● Free-text object descriptions:
Start of Block

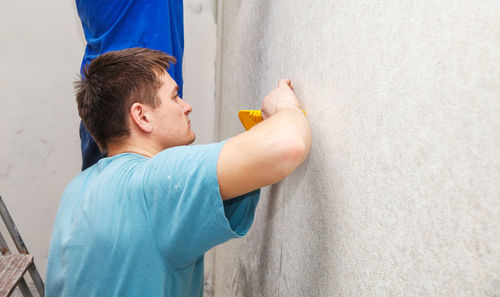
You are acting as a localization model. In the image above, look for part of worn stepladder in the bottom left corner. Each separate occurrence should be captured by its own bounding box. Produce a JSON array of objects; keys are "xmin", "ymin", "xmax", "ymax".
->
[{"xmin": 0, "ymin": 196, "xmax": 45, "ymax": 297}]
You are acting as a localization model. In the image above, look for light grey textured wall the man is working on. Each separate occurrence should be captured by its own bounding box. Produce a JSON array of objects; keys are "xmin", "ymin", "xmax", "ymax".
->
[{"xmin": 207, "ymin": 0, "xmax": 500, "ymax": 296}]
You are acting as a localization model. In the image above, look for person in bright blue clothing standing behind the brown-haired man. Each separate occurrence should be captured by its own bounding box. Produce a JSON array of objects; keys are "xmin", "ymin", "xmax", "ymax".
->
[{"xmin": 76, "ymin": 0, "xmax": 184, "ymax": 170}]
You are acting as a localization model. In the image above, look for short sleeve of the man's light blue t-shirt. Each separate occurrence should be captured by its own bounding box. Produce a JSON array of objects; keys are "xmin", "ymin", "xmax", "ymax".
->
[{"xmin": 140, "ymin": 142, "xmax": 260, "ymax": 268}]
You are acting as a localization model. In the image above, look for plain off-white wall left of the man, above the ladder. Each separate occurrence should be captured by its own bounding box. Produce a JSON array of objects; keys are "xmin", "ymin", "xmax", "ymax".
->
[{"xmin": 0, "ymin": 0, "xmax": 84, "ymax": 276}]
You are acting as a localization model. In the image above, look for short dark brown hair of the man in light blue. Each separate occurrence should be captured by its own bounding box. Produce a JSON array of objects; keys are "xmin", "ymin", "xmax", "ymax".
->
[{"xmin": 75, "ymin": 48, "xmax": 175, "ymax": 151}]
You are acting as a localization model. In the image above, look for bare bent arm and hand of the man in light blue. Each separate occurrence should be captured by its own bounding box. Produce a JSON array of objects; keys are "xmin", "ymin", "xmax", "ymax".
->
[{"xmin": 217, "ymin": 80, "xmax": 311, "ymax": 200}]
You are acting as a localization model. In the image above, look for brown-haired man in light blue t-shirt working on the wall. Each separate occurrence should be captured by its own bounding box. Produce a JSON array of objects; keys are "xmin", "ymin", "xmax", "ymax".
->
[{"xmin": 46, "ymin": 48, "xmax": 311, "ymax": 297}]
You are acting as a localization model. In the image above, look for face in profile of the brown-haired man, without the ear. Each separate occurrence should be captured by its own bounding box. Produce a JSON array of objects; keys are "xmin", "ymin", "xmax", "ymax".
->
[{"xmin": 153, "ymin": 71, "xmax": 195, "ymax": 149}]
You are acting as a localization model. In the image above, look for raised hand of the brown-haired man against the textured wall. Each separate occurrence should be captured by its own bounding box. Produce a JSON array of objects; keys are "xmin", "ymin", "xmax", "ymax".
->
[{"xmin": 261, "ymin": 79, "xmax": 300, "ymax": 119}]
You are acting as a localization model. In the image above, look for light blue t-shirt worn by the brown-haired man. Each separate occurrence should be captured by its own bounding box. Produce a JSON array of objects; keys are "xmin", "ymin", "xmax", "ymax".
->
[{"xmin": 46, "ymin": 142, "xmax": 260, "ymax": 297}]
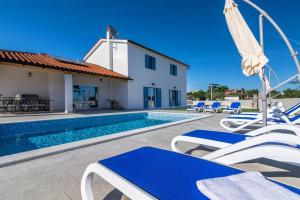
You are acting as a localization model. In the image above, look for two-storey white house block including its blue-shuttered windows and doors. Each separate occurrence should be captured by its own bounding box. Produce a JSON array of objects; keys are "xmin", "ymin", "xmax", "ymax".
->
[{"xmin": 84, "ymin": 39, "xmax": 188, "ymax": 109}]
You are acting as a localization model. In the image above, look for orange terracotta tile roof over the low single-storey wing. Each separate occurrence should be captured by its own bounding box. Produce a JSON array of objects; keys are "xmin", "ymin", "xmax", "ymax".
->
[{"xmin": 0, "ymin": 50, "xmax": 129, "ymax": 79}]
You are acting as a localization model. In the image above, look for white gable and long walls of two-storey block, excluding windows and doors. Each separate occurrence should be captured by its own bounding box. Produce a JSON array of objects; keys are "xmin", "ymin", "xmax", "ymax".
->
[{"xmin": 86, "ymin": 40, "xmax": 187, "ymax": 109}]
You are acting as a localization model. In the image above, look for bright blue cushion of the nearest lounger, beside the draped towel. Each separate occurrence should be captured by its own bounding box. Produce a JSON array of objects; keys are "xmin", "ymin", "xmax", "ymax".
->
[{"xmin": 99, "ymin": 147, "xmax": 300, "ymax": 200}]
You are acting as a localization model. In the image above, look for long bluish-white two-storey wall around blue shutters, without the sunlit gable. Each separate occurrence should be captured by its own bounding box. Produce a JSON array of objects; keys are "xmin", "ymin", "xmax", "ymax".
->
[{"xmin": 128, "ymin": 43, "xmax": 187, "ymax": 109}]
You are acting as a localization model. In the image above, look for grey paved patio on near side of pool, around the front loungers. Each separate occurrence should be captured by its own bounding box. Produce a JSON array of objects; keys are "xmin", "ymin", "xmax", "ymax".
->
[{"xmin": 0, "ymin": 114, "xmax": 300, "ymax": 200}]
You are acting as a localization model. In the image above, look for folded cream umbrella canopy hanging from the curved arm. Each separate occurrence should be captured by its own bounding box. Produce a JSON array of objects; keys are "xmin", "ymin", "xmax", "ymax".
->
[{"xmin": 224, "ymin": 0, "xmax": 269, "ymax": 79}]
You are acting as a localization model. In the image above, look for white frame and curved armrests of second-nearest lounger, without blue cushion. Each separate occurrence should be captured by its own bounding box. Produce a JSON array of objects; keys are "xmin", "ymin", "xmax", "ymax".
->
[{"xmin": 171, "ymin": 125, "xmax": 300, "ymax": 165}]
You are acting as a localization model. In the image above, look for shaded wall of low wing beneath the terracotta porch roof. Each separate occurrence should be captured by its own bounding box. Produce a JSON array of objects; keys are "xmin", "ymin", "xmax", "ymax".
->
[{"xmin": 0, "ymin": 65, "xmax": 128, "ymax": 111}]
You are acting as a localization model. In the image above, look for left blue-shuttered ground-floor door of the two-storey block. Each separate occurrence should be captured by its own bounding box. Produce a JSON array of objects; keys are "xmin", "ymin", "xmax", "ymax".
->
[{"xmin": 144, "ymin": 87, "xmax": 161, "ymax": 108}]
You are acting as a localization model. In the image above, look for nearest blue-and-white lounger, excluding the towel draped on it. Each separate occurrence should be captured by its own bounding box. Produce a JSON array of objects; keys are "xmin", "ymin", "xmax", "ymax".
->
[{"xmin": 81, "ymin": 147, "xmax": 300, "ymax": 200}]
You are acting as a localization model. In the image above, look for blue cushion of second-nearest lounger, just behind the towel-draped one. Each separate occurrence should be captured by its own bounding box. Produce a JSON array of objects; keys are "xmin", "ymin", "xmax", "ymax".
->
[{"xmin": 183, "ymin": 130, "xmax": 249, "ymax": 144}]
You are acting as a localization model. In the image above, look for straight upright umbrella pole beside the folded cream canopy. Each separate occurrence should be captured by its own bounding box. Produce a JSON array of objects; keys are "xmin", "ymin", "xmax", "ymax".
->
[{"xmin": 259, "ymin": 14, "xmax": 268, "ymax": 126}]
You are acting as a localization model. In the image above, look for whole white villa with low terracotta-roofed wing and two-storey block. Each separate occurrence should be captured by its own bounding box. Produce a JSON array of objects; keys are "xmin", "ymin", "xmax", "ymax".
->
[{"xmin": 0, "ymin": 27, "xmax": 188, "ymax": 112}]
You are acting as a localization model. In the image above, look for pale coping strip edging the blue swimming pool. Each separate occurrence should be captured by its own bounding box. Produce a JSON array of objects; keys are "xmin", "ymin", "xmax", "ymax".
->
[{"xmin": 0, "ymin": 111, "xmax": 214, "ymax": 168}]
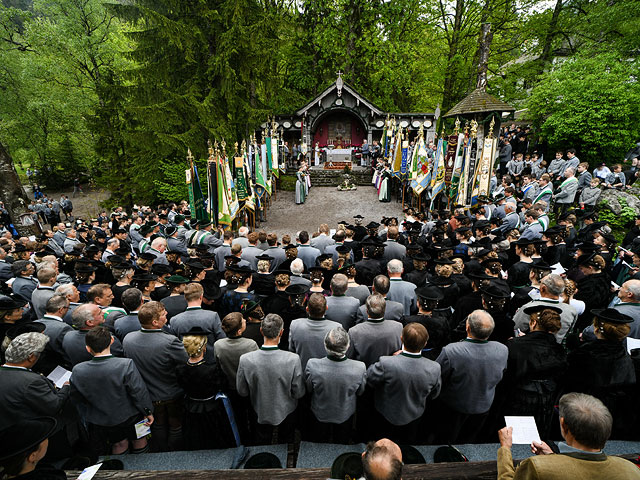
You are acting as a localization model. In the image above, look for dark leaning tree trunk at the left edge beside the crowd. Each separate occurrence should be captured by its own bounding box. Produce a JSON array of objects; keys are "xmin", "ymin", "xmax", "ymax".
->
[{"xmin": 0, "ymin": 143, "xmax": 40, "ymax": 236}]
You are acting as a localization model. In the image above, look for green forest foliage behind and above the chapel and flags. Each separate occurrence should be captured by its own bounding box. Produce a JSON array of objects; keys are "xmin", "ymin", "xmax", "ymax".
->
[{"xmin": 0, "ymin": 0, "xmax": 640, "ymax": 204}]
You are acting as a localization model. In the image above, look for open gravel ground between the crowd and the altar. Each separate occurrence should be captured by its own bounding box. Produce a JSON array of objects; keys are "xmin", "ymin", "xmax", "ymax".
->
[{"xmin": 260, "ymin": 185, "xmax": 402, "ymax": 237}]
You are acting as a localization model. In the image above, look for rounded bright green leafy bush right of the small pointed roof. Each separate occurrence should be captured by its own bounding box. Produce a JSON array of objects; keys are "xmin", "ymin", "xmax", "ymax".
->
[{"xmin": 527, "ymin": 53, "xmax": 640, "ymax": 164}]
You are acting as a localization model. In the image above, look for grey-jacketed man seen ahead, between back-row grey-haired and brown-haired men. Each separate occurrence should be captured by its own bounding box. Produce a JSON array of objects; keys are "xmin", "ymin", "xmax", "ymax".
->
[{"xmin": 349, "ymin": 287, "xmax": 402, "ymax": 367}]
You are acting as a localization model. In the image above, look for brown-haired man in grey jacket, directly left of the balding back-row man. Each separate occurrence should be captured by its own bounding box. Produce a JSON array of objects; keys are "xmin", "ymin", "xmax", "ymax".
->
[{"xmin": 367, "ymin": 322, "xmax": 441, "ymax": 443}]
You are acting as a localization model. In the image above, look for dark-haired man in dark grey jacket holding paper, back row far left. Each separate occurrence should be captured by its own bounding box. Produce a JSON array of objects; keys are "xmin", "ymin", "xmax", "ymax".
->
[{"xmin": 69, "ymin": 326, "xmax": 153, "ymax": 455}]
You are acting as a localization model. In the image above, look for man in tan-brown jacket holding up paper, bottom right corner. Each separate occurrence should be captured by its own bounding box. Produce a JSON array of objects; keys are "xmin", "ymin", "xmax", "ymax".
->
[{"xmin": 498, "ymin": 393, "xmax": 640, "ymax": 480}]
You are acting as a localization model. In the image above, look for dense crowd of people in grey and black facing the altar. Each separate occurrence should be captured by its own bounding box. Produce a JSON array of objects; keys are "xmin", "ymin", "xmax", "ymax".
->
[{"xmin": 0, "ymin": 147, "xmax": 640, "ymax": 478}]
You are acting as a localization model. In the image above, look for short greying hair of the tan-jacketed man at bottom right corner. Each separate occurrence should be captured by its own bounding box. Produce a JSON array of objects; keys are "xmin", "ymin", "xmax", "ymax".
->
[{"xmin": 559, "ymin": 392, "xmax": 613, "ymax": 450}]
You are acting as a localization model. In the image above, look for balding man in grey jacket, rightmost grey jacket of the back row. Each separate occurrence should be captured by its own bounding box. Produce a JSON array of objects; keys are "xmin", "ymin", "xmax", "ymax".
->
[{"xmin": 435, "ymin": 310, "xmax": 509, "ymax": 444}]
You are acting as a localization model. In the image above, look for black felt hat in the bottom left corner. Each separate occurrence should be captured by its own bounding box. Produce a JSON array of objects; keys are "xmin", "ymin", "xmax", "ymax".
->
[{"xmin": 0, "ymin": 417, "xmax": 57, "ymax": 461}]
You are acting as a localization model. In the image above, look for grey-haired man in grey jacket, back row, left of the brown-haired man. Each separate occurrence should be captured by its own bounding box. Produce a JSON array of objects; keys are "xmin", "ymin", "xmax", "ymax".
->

End of Block

● Exercise directions: Within the records, how many lines include "folded"? The answer is the number and nothing else.

● Written answer: 2